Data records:
━━━━━━

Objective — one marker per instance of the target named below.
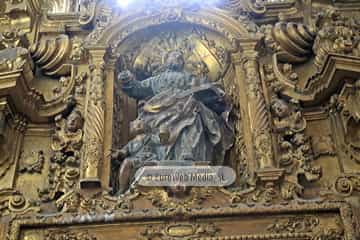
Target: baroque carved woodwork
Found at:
(274, 82)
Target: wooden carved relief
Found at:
(91, 91)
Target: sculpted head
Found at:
(74, 121)
(175, 61)
(280, 108)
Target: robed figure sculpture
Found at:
(180, 118)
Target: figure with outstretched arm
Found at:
(186, 111)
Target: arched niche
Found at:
(133, 38)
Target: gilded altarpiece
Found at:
(287, 71)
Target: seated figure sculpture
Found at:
(183, 118)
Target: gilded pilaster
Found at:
(94, 121)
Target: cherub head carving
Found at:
(74, 121)
(280, 108)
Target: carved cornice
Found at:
(340, 210)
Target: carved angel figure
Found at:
(182, 118)
(68, 137)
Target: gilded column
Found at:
(94, 121)
(259, 116)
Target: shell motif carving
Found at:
(50, 55)
(294, 41)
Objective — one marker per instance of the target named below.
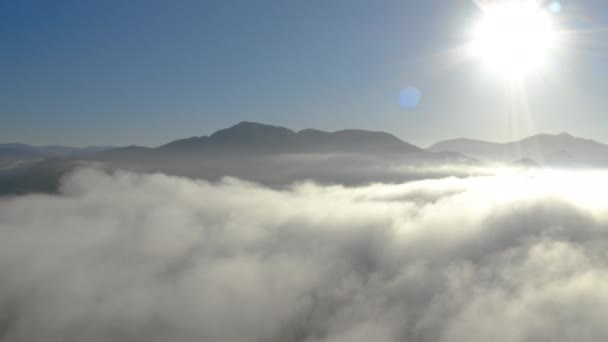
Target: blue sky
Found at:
(145, 72)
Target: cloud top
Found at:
(516, 256)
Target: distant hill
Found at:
(54, 150)
(250, 137)
(268, 154)
(547, 149)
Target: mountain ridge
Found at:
(557, 149)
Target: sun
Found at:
(513, 38)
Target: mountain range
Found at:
(279, 156)
(11, 153)
(546, 149)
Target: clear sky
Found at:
(145, 72)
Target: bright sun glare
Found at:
(513, 38)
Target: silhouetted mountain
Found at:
(10, 156)
(250, 137)
(55, 150)
(560, 149)
(267, 154)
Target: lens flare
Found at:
(513, 38)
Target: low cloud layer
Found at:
(517, 256)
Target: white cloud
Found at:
(129, 257)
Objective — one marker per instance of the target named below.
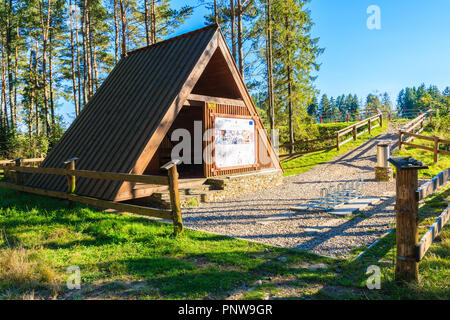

━━━━━━

#### Task to carry out
Transcribe the complete set of entries verbatim. No pictures belong in the copy.

#### Answer space
Objective — one marker per instance of the target named below.
Target: baroque carved woodwork
Found at:
(274, 82)
Target: wooden carved relief
Found at:
(91, 91)
Target: sculpted head
Found at:
(74, 121)
(175, 61)
(280, 108)
Target: robed figure sculpture
Found at:
(180, 118)
Target: figure with outstretched arm
Found at:
(186, 111)
Target: arched niche
Found at:
(133, 38)
Target: gilded altarpiece
Found at:
(287, 71)
Target: seated figure sculpture
Found at:
(183, 118)
Target: gilded pilaster
Found at:
(94, 121)
Target: cherub head carving
Found at:
(74, 121)
(280, 108)
Target: carved cornice
Found at:
(340, 210)
Target: carved angel figure
Found at:
(182, 118)
(68, 137)
Target: gilded column
Found at:
(94, 121)
(259, 116)
Target: shell motif carving
Found at:
(50, 55)
(294, 41)
Objective — one marker per instance of the target named below.
Target: blue sky
Found at:
(145, 72)
Target: cloud top
Found at:
(516, 256)
Target: distant hill
Found at:
(54, 150)
(250, 137)
(268, 154)
(547, 149)
Target: mountain ridge
Found at:
(557, 149)
Target: sun
Found at:
(513, 38)
Target: mountain range
Found at:
(279, 156)
(11, 153)
(546, 149)
Target: clear sky
Found at:
(145, 72)
Target: bright sun glare
Found at:
(513, 38)
Target: silhouetted mountain
Found at:
(10, 156)
(250, 137)
(55, 150)
(560, 149)
(267, 154)
Target: lens flare
Found at:
(513, 38)
Target: low cloud layer
Found at:
(517, 256)
Target: white cloud
Found at:
(129, 257)
Objective — one marker per instance of the target named below.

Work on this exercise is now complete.